Records>
--- start ---

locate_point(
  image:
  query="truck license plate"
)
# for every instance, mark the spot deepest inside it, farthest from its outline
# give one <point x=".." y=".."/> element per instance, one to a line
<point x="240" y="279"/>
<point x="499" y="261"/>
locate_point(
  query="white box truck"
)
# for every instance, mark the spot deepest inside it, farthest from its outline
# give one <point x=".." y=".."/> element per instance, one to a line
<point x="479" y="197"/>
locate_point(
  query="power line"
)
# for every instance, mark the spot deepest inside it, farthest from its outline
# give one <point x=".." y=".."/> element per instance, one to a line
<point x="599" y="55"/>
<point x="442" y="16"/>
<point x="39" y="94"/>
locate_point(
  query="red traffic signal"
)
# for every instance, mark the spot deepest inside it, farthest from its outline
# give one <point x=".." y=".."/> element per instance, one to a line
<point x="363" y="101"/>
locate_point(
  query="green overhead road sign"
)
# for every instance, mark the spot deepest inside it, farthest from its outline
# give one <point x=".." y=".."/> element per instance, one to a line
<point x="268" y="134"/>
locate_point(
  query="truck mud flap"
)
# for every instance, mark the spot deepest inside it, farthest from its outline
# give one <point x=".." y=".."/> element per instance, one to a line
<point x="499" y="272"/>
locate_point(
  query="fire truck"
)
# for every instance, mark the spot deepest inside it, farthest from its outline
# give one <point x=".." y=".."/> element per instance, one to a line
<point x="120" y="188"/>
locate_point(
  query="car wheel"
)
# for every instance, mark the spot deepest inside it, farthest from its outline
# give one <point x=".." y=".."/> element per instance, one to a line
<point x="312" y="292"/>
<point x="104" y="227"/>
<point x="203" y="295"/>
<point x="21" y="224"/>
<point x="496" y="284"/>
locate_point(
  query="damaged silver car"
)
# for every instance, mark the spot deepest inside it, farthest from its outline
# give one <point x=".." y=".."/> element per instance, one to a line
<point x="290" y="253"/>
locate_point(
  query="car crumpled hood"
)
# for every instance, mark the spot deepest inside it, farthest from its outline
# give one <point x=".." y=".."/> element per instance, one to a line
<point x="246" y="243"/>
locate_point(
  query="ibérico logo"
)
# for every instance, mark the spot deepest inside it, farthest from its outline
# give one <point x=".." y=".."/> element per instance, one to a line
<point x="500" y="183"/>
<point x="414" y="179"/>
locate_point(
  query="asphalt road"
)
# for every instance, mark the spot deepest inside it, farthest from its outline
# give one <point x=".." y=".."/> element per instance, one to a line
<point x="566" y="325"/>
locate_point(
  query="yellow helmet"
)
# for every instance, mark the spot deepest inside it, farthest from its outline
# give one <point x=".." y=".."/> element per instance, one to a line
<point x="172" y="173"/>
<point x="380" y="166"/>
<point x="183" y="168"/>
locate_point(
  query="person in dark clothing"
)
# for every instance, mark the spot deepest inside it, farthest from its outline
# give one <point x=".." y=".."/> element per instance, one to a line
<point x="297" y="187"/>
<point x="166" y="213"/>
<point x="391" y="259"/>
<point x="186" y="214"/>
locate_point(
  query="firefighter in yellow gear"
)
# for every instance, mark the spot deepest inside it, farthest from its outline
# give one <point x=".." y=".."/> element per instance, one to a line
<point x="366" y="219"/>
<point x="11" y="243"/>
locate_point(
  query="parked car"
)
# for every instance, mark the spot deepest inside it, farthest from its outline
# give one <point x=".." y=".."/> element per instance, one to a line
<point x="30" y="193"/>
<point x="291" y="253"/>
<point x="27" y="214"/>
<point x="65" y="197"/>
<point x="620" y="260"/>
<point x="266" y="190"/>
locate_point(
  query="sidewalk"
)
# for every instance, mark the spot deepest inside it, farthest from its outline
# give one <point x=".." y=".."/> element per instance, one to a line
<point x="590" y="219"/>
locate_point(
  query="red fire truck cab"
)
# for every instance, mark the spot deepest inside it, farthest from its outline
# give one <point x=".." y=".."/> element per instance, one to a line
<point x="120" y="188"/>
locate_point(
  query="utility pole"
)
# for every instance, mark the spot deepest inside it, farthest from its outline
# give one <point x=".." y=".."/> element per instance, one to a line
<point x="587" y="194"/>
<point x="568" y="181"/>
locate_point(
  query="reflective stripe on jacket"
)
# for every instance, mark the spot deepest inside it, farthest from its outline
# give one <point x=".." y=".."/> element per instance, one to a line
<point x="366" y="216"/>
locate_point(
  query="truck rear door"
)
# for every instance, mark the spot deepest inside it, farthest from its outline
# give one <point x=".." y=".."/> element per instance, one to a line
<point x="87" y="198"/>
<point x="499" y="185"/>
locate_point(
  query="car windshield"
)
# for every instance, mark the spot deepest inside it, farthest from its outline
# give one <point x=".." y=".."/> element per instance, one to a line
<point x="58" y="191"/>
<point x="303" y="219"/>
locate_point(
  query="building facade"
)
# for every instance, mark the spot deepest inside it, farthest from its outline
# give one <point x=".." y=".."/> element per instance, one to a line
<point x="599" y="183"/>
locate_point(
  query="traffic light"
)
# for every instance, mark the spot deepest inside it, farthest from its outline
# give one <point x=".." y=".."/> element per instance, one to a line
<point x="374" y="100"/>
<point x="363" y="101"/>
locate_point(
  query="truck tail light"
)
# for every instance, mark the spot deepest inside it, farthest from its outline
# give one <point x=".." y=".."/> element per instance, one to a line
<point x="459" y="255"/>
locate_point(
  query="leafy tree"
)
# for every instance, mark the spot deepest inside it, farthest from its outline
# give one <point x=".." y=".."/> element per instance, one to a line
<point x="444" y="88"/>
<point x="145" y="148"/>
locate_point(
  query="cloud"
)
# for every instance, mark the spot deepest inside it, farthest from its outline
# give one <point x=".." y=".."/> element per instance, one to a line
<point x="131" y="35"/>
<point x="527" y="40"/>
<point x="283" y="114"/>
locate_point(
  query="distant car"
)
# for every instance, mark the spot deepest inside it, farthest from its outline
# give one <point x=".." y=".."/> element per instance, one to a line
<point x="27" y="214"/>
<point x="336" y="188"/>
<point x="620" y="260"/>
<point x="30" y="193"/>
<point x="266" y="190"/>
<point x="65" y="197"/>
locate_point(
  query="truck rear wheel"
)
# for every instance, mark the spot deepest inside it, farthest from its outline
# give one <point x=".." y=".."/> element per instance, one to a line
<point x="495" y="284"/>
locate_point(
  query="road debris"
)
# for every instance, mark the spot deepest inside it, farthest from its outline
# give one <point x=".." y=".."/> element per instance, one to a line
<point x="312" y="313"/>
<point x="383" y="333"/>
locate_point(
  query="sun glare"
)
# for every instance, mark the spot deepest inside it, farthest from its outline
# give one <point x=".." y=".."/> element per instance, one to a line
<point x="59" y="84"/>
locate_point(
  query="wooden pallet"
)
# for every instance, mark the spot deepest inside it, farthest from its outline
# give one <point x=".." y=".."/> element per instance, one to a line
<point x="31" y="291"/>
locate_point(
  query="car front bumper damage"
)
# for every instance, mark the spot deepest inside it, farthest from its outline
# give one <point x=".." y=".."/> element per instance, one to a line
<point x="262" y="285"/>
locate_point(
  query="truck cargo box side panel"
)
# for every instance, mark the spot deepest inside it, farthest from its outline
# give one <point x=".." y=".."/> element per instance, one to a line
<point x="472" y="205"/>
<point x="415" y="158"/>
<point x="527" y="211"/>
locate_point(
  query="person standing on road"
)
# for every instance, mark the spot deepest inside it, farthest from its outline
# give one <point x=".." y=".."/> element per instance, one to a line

--- end ---

Work required> Repeat all the entries exactly as given.

Response to this task>
locate_point(
  image:
  query="truck license plate"
)
# for every instance, mark the spot deepest inside it, farthest from its outline
# give one <point x=".." y=".."/> element per instance, one to a line
<point x="240" y="279"/>
<point x="499" y="261"/>
locate_point(
  query="white box truck"
)
# for every instance, mark the spot deepest inside it, farthest from its outline
# give one <point x=".." y=".."/> element per instance, one to a line
<point x="479" y="197"/>
locate_point(
  query="power line"
)
# for every instance, mark the spot deepest inside it, farthest from its outline
# give one <point x=".." y=".."/> element per instance, one to a line
<point x="599" y="55"/>
<point x="442" y="16"/>
<point x="39" y="94"/>
locate_point(
  query="red traffic signal"
)
# for every instance, mark the spot deepest inside it, farthest from its outline
# give one <point x=".." y=".."/> element per instance, one to a line
<point x="363" y="101"/>
locate_point(
  query="green overhead road sign"
)
# for every instance, mark the spot deepest inside it, farthest from its outline
# give one <point x=".." y=".."/> element per instance, one to a line
<point x="268" y="134"/>
locate_point(
  query="truck mud flap"
)
# for every instance, mark the spot deepest inside it, farthest from its outline
# give one <point x=".." y=".."/> element per instance, one to a line
<point x="499" y="272"/>
locate_point(
  query="fire truck"
)
# for every instance, mark the spot deepest inside it, farthest from its outline
# give one <point x=".." y=".."/> element per instance, one to a line
<point x="120" y="188"/>
locate_point(
  query="car wheel"
)
# for every instance, mark the spot deepest inside it, farthest from its outline
# give one <point x=".." y=".."/> element per instance, one to a line
<point x="312" y="292"/>
<point x="104" y="227"/>
<point x="203" y="295"/>
<point x="21" y="224"/>
<point x="496" y="284"/>
locate_point(
  query="damaged silver car"
)
# for every instance, mark the spot deepest inside it, farthest from its outline
# give one <point x=".." y=".."/> element per instance, one to a line
<point x="290" y="253"/>
locate_point(
  query="car crumpled hood"
)
# for every instance, mark the spot deepest inside it, farthest from its outline
# give one <point x=".." y=".."/> element per instance, one to a line
<point x="246" y="243"/>
locate_point(
  query="ibérico logo"
)
# for every instance, mark the spot deepest inside it, farthest from its outline
# give one <point x=".." y=".."/> element per instance, one to a line
<point x="500" y="183"/>
<point x="414" y="179"/>
locate_point(
  query="asphalt road"
)
# for every instance, mark the spot deepest inside it, farthest from its outline
# give one <point x=".." y=".."/> element per instance, one to a line
<point x="566" y="325"/>
locate_point(
  query="yellow helmet"
)
# for every instance, mark the spot deepest inside it, farthest from its outline
# give one <point x=".." y=".."/> element per instance, one to a line
<point x="172" y="173"/>
<point x="380" y="166"/>
<point x="183" y="168"/>
locate_point(
  query="person in dark clothing"
)
# for every instance, mark the spot deepest inside it, farthest from its outline
# give one <point x=".." y=".."/> element per instance, one to a line
<point x="297" y="187"/>
<point x="166" y="213"/>
<point x="391" y="259"/>
<point x="186" y="214"/>
locate_point(
  query="firefighter in yellow gear"
)
# for every instance, mark the spot deepest inside it, farthest from its outline
# give one <point x=".." y=".."/> element per instance, one to a line
<point x="366" y="219"/>
<point x="11" y="243"/>
locate_point(
  query="parked car"
)
# for every instance, mark the spot deepest inside it, farthest from its outline
# give one <point x=".." y=".."/> element per instance, one to a line
<point x="30" y="193"/>
<point x="291" y="253"/>
<point x="27" y="214"/>
<point x="65" y="197"/>
<point x="620" y="260"/>
<point x="266" y="190"/>
locate_point(
  query="sidewalk"
)
# for every instance, mark the spot deepest inside it, farthest from its outline
# give one <point x=".." y=".."/> element per instance, one to a line
<point x="590" y="219"/>
locate_point(
  query="red fire truck cab"
)
# for every instance, mark the spot deepest inside it, farthest from its outline
# give one <point x=".." y=".."/> element per instance, one to a line
<point x="120" y="188"/>
locate_point(
  query="utility pole"
)
# for every instance, mark the spot deepest inside it, farthest from its outline
# give one <point x=".." y=".."/> element per instance, one to a line
<point x="587" y="194"/>
<point x="568" y="181"/>
locate_point(
  query="reflective stripe on jacket"
)
# for every instance, mark the spot deepest inside it, farthest from its outline
# give one <point x=".." y=".."/> element per instance, one to a line
<point x="366" y="216"/>
locate_point(
  query="truck rear door"
)
# for every instance, mark the spot deepest inside it, farthest from its outline
# give one <point x=".." y=".."/> element per instance, one to a line
<point x="87" y="198"/>
<point x="499" y="185"/>
locate_point(
  query="car windshield"
)
# for every instance, mark the spot deepest inside it, farthest from its outline
# give one <point x=".." y=".."/> element per instance, one to a line
<point x="58" y="191"/>
<point x="303" y="219"/>
locate_point(
  query="building facade"
)
# for every instance, mark the spot deepest inside it, farthest from its outline
# give one <point x=".." y=".."/> element per instance, one to a line
<point x="599" y="183"/>
locate_point(
  query="traffic light"
)
# for every instance, mark the spot deepest inside it, farthest from its outline
# give one <point x=".." y=".."/> element per instance, one to a line
<point x="374" y="100"/>
<point x="363" y="101"/>
locate_point(
  query="truck tail light"
)
# for every instance, mark the spot deepest inside it, farthest from its outline
# give one <point x=".." y=".."/> element per instance, one to a line
<point x="459" y="255"/>
locate_point(
  query="leafy tree"
)
# for every instance, mark the spot deepest inside it, farthest from its outline
# give one <point x=".." y=".."/> element per instance, one to a line
<point x="444" y="88"/>
<point x="145" y="148"/>
locate_point(
  query="cloud"
)
# for every instance, mark the spot deepest inside it, farthest from its outline
# give one <point x=".." y=".."/> element per instance, one to a line
<point x="131" y="35"/>
<point x="527" y="40"/>
<point x="283" y="114"/>
locate_point(
  query="distant car"
)
# for every instance, mark the spot deepest inside it, farthest from its outline
# give one <point x=".." y=".."/> element per instance, one to a line
<point x="27" y="214"/>
<point x="336" y="188"/>
<point x="620" y="260"/>
<point x="30" y="193"/>
<point x="266" y="190"/>
<point x="65" y="197"/>
locate_point(
  query="truck rear wheel"
)
# for every instance, mark the spot deepest inside it, farthest from its outline
# give one <point x=".." y=".."/> element per instance, one to a line
<point x="495" y="284"/>
locate_point(
  query="road debris"
)
# for every instance, mark the spot deepest inside it, farthest from its outline
# give one <point x=".." y=".."/> element per instance, one to a line
<point x="312" y="313"/>
<point x="383" y="333"/>
locate_point(
  query="sun glare"
)
# for every instance, mark the spot deepest inside it, farthest from its outline
# give one <point x=".." y=".."/> element per instance, one to a line
<point x="59" y="84"/>
locate_point(
  query="wooden pallet"
)
# for every instance, mark the spot deepest inside it, farthest from its outline
# give one <point x=".." y=".."/> element per instance, one to a line
<point x="31" y="291"/>
locate_point(
  query="car front bumper damage"
)
# for every instance, mark the spot deepest inside it, farthest from its outline
# give one <point x=".." y=".."/> element per instance, one to a line
<point x="262" y="285"/>
locate_point(
  query="truck cargo box side panel"
)
# for every instance, mark the spot deepest inside it, farthest from its outline
# give one <point x=".." y=".."/> element per instance, one to a line
<point x="472" y="205"/>
<point x="415" y="158"/>
<point x="527" y="211"/>
locate_point(
  query="person standing on road"
)
# for every instance, mark the spot deepest inside it, farthest from its outline
# give one <point x=".." y=".."/> element per instance, one to a line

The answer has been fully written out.